# Verilen metin

Merkezimizce düzenlenen okuyucularımıza açık etkinliklerin 58.si, Marka ve İletişim Uzmanı ve SASAM İngiltere Şubesi Başkan Yardımcısı Dr.Hakan YILDIRIM’ın katılımı ile “İngiltere ve Avrupa’da Kamuoyu Yönlendirmesi ve Algı Yönetimi” başlıklı bir söyleşi şeklinde gerçekleşti.
Bilgilendirici sunumu için Sayın YILDIRIM’a teşekkür ediyor, söyleşiden bazı notları okuyucularımızın istifadesi için aşağıda sunuyoruz.
SÖYLEŞİDEN BAZI NOTLAR:
Türk vatandaşları arasında Türkiye’ye dair iki zıt algı oluştuğuna şahit oluyoruz; Bir yandan bazı vatandaşlarımızın “Türkiye’de iyi bir işim olacağına İngiltere’de temizlikçi olurum daha iyi” dediklerini duyuyor, bir yandan da bazı vatandaşlarımızın “Türkiye çok iyi bir konumda, tüm dünya Türkiye’yi kıskanıyor” dediklerine şahit oluyoruz.
Bu iki zıt algıdan yola çıkarak şunu söylemek mümkün; Dünya yuvarlaktır, merkezinin neresi olduğu, algıya göre değişir.
İngiltere’de halka Türkiye gösterilmiyor. Türkiye, IŞİD’e karşı en zorlu mücadeleyi veren ülke ama İngiliz halkı bunu bilmiyor. Çünkü basın, bu haberleri vermiyor.
Algı; bize verilen mesajları bizim nasıl kabul ettiğimizdir. İçinde yaşanılan çevre, ortam, toplum, sosyo-kültürel ve ekonomik yapılar, aynı mesajın değişik kişilerce farklı algılanmasına neden olabilir.
İletişimin iki temel özelliği vardır; 1- Tek seferde iletişim gerçekleşmez. İletişim, süreklilik gerektirir. 2- İletişim tek kanaldan gerçekleşmez. Farklı kanallardan aynı anda gerçekleşir.
Devletin iletişim metodu; öncelikle günlük hayatta devletin varlığını hissettirmesiyle gerçekleşir. Bu durum, devletin tüm kurumlarıyla birlikte hareket etmesini gerektirir. Devlet güvenliği tesis ederek, vatandaşına hamilik ederek, sosyal ve hukuk devleti olmanın gereklerini yerine getirerek, sınırları içinde yaşayanlara varlığını hissettirmelidir.

# Çıkarılan veriler

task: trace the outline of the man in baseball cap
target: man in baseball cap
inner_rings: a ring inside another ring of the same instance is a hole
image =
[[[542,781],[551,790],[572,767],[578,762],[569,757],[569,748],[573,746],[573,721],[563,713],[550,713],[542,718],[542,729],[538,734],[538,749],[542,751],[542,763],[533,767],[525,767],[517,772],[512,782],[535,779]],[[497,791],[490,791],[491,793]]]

# Çalışma yönergeleri
1. Verilen metne göre bu söyleşi, merkezin okuyuculara açık etkinliklerinin kaçıncısıdır?
2. Verilen metni iki cümleyle özetleyin.
3. Verilen metinde aynı mesajın farklı kişilerce farklı algılanmasına neden olabileceği söylenen etkenlerin hepsini sıralayın.
Bu verilere ihtiyaç yoktur.

# Sırayla çözümler
1. 58'incisidir.

2. Merkezin okuyuculara açık 58. etkinliği, Dr. Hakan YILDIRIM'ın katılımıyla "İngiltere ve Avrupa'da Kamuoyu Yönlendirmesi ve Algı Yönetimi" başlıklı bir söyleşi olarak gerçekleşti. Söyleşide algının bize verilen mesajları nasıl kabul ettiğimiz olduğu, iletişimin süreklilik ve aynı anda farklı kanallar gerektirdiği ve devletin varlığını günlük hayatta hissettirerek iletişim kurması gerektiği anlatıldı.

3.
- İçinde yaşanılan çevre
- Ortam
- Toplum
- Sosyo-kültürel yapılar
- Ekonomik yapılar